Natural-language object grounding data

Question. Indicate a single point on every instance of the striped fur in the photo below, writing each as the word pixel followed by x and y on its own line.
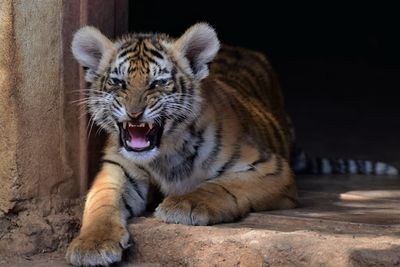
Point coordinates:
pixel 226 140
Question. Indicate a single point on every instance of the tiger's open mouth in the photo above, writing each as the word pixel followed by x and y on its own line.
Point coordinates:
pixel 140 136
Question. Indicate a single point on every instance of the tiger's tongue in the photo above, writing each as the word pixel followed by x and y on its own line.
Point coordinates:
pixel 138 137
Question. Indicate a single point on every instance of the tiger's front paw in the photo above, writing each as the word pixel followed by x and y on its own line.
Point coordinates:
pixel 186 210
pixel 101 246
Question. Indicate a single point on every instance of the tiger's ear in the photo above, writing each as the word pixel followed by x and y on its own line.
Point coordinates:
pixel 199 45
pixel 88 47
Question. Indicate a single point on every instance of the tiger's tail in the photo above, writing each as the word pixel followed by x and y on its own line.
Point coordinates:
pixel 304 164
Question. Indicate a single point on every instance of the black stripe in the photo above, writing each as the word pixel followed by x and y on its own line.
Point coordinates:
pixel 232 160
pixel 216 149
pixel 228 192
pixel 130 178
pixel 156 54
pixel 127 207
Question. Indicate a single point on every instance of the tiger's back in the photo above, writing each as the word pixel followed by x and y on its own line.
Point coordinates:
pixel 251 86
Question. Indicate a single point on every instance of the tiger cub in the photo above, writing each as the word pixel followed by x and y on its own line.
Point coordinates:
pixel 213 137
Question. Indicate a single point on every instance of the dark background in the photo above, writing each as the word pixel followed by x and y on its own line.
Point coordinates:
pixel 339 64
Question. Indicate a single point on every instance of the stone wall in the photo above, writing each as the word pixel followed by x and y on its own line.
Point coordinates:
pixel 43 136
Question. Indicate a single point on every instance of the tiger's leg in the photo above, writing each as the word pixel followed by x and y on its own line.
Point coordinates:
pixel 113 196
pixel 267 186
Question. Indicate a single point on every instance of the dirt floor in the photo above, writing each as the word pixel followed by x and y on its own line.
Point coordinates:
pixel 342 221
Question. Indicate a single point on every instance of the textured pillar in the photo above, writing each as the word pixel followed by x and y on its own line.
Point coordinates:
pixel 43 136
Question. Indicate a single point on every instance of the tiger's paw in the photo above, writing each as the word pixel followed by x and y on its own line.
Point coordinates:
pixel 186 210
pixel 99 247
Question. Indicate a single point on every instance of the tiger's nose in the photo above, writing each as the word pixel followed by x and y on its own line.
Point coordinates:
pixel 136 115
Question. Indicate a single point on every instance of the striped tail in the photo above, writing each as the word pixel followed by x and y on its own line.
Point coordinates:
pixel 304 164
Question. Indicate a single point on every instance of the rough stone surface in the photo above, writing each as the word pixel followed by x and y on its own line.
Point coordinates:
pixel 342 221
pixel 38 177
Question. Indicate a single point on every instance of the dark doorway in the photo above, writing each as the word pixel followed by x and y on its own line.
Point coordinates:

# PROBLEM REQUIREMENTS:
The pictures stay out; copy the rest of the data word for word.

# ANSWER BOX:
Question. Indicate a single point on every instance of the striped fur in the photo below, writing each as the word pixel followed by x and y on its own line.
Point coordinates:
pixel 226 140
Question. Indicate a single point on every instance of the tiger's open mouth in the photo above, writing each as the word pixel followed by x and y on its own line.
Point coordinates:
pixel 140 136
Question. Indicate a single point on every instance of the tiger's tongue in the photo above, writing each as the word pixel followed by x and y on its own line.
Point coordinates:
pixel 138 137
Question. Indicate a single point on every instance of the tiger's front paw in the photo above, writing each as the word pixel followed by x and y on its own line.
Point coordinates:
pixel 186 210
pixel 101 246
Question. Indicate a single point on every instance of the tiger's ear in the photo above, writing each as the word pixel followed by x and y on its own line.
Point coordinates:
pixel 199 45
pixel 88 47
Question. Indicate a single point on every instance of the tiger's tail in the photo above, writing each as the word pixel followed by x and y on its own line.
Point coordinates:
pixel 304 164
Question. Indicate a single point on every instance of the black stripe in the photo above, writing each as the word pixel followed by x and y on its own line.
Point coordinates:
pixel 232 160
pixel 216 149
pixel 228 192
pixel 130 178
pixel 156 54
pixel 127 207
Question. Indicate a single point on every instance of the tiger's back in the photo above, writing each as the word pixel followed by x and y on its own line.
Point coordinates:
pixel 251 86
Question. Indicate a single point on every instance of the tiger cub in the photo above, writing each as the word pixel followed by x and y on its own line.
Point coordinates:
pixel 213 137
Question. Indicate a single point on every instance of the dark background in the photo above, writing each as the word pixel followed by x and y on its own line.
Point coordinates:
pixel 339 64
Question. Indicate a single point on every instance of the stone wall in the photo above, writing each as the word pixel followed by x and y on its own line.
Point coordinates:
pixel 43 136
Question. Indicate a single point on every instance of the tiger's leg in the photo above, writing each as the word pixel followed by x and y on its own line.
Point coordinates:
pixel 113 196
pixel 267 186
Question. Indicate a single point on every instance of the dirt floor in the photo above, writing each as the word pixel followed by x and y on its own line.
Point coordinates:
pixel 342 221
Question. Indicate a single point on every instance of the textured pillar in the photo above, writing each as the word pixel followed by x and y on its own line.
Point coordinates:
pixel 43 136
Question. Indicate a single point on every instance of the tiger's paw in the photo above, writing each as the word pixel followed by x and y on its own line.
Point coordinates:
pixel 186 210
pixel 99 247
Question. Indicate a single point on every instance of the tiger's nose in the photo above, writing each as the word pixel followed by x and y on its own line.
Point coordinates:
pixel 136 115
Question. Indicate a single point on every instance of the striped tail in the photo above, writing each as the word pixel followed by x and y on its own line.
Point coordinates:
pixel 304 164
Question. Indicate a single point on every instance of the rough stone surface in the photo above, writing each as the word pixel followed by x and y on its own line.
Point coordinates:
pixel 342 221
pixel 38 177
Question. Indicate a single point on every instance of the dark doorway in the photo above, writing each as the word pixel followed by x and y on its own line.
Point coordinates:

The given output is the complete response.